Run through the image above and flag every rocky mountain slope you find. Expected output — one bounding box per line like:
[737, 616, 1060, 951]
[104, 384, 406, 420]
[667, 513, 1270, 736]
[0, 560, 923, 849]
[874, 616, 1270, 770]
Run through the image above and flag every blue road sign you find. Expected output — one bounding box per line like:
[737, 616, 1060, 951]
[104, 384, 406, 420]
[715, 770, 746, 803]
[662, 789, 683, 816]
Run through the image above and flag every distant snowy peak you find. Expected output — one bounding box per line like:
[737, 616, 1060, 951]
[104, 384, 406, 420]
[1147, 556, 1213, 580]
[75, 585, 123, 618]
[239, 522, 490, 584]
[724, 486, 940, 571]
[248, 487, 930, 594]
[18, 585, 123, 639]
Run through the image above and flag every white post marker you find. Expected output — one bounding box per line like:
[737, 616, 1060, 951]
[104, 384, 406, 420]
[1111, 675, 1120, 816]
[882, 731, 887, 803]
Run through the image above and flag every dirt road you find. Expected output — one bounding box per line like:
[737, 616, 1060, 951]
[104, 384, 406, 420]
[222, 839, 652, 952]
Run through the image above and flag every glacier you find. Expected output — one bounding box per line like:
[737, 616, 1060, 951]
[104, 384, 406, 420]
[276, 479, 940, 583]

-------------------------

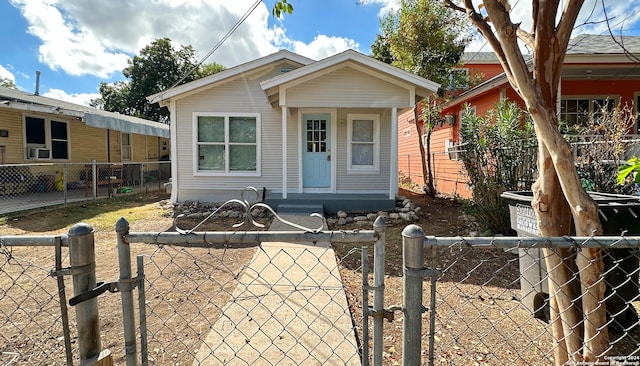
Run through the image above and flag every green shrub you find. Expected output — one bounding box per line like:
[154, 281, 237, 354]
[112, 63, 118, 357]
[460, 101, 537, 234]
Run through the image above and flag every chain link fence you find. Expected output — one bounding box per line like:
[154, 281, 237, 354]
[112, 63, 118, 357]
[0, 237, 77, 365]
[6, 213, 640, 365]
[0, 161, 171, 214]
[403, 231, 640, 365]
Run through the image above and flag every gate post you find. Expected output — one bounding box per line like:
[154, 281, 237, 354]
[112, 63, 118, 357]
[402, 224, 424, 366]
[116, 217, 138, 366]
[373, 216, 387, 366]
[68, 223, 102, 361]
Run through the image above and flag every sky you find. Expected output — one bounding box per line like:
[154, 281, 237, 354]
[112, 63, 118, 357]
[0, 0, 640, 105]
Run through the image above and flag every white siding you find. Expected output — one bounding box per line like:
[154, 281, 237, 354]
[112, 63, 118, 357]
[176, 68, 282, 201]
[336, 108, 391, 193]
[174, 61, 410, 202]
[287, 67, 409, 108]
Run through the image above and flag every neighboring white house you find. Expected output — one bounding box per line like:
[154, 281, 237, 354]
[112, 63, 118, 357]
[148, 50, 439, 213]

-------------------------

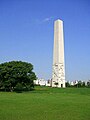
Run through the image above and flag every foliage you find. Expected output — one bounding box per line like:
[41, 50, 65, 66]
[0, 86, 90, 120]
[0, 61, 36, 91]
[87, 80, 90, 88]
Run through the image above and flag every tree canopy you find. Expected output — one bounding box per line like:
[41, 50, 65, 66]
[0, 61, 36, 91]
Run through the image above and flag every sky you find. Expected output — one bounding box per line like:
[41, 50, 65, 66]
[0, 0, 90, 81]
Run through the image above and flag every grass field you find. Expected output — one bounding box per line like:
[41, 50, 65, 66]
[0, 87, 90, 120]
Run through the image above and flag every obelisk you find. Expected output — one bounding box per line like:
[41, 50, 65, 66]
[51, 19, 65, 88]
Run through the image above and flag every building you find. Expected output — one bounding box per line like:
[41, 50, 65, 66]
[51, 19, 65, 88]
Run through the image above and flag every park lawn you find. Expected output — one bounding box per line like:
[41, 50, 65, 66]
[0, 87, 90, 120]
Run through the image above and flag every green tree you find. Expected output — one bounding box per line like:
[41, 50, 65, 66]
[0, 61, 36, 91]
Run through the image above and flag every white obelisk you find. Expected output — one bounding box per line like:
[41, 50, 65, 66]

-------------------------

Express the records from the line containing "Run through the image above and flag every chain" through the line containing "[287, 67, 409, 108]", both included, as a JSON list of strings with one string per line and blank lines omitted.

--- WRITTEN SOLUTION ---
[
  "Run through the image above and flag every chain link fence you find. Expected output — one bounding box per line like:",
  "[154, 281, 237, 354]",
  "[112, 63, 118, 357]",
  "[0, 237, 77, 365]",
  "[6, 213, 640, 365]",
  "[0, 161, 171, 214]",
  "[403, 231, 640, 365]",
  "Run through the image above and flag every gate post you find. Expected output — one bounding box per line like:",
  "[154, 281, 237, 354]",
  "[112, 63, 118, 357]",
  "[402, 224, 424, 366]",
  "[116, 217, 138, 366]",
  "[373, 216, 387, 366]",
  "[68, 223, 102, 361]",
  "Run through the image above and flag every sky you find. Expected output — one bounding box per line like:",
  "[154, 281, 237, 354]",
  "[112, 63, 118, 357]",
  "[0, 0, 640, 105]",
  "Run through the image above and flag every white siding you find. Expected output — one bounding box per line like:",
  "[154, 281, 237, 354]",
  "[112, 63, 118, 357]",
  "[176, 68, 282, 201]",
  "[336, 108, 391, 193]",
  "[174, 61, 410, 202]",
  "[287, 67, 409, 108]"
]